╭─ Data section

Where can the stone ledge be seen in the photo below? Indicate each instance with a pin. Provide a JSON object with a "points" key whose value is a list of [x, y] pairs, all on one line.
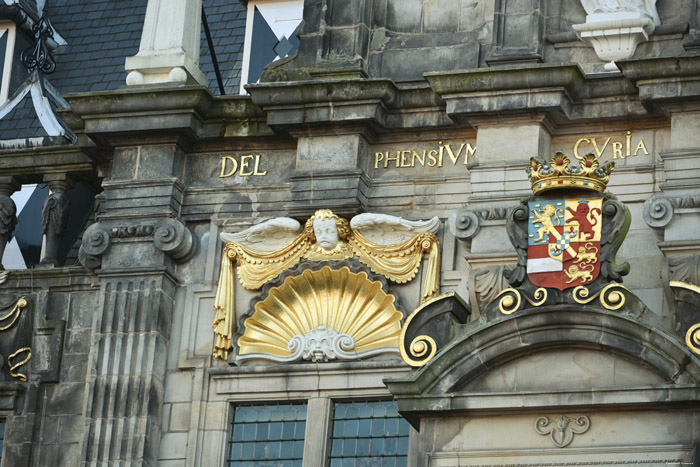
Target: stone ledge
{"points": [[9, 392]]}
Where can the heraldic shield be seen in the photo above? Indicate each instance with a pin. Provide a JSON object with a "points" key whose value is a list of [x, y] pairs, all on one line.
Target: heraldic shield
{"points": [[564, 242]]}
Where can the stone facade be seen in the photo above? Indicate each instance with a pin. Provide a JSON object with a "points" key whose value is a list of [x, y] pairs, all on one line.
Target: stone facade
{"points": [[413, 108]]}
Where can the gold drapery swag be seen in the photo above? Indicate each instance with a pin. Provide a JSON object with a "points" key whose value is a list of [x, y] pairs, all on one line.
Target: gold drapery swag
{"points": [[398, 263]]}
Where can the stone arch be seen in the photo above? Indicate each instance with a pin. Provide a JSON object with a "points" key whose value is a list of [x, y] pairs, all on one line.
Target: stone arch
{"points": [[489, 345]]}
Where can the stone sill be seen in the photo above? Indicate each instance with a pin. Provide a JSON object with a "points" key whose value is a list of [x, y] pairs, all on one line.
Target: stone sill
{"points": [[564, 399]]}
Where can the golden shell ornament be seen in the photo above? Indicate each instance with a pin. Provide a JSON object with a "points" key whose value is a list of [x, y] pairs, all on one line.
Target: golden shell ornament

╰─

§ **Exercise goal**
This exercise needs every entry retyped exactly, with the pictures removed.

§ **Reply**
Where can the stone ledge be seen in the photo below? Indicate each instance with a pin. Provide a JSON object with a "points" key whose value is a list of [x, y] pairs, all on one line.
Target: stone ledge
{"points": [[9, 392]]}
Where can the heraldic shield be seen in the photo above? Indicate each instance with a pin. Provide a JSON object with a "points" key whose value is a list of [x, y] pairs, all on one line.
Target: heraldic shield
{"points": [[564, 242]]}
Where can the stone facade be seen in the photo above? Indicate each instance with a pin. Provide a JSON object with a "points" key whose value is a list of [x, y] pairs, all on one line.
Target: stone facade
{"points": [[413, 108]]}
Where can the gold drapery swag be seen in the photo above? Indicate each instance with a pin. Provide a JSON object with a "points" key whose value is a list of [x, y] pairs, all on one line.
Target: gold drapery swag
{"points": [[398, 263]]}
Where can the stone arch be seen in the photo above? Indicate each instance with a pin. Provide a JSON object with a "points" key whose value is a list of [x, y] pairs, all on one line.
Target: stone arch
{"points": [[489, 345]]}
Where can the stone sill be seen in the photo above? Indicate each instance with a pin. Provide a JSON object with a "points" key whose value is a list of [x, y] pairs, all on one line.
Target: stone sill
{"points": [[564, 399]]}
Where can the golden shell ornament be seen in the photo above? Indicate each instance with a pin. Provide a JSON object with a "points" key whose value is a list of [x, y] pairs, all on one line.
Target: golden shell ornament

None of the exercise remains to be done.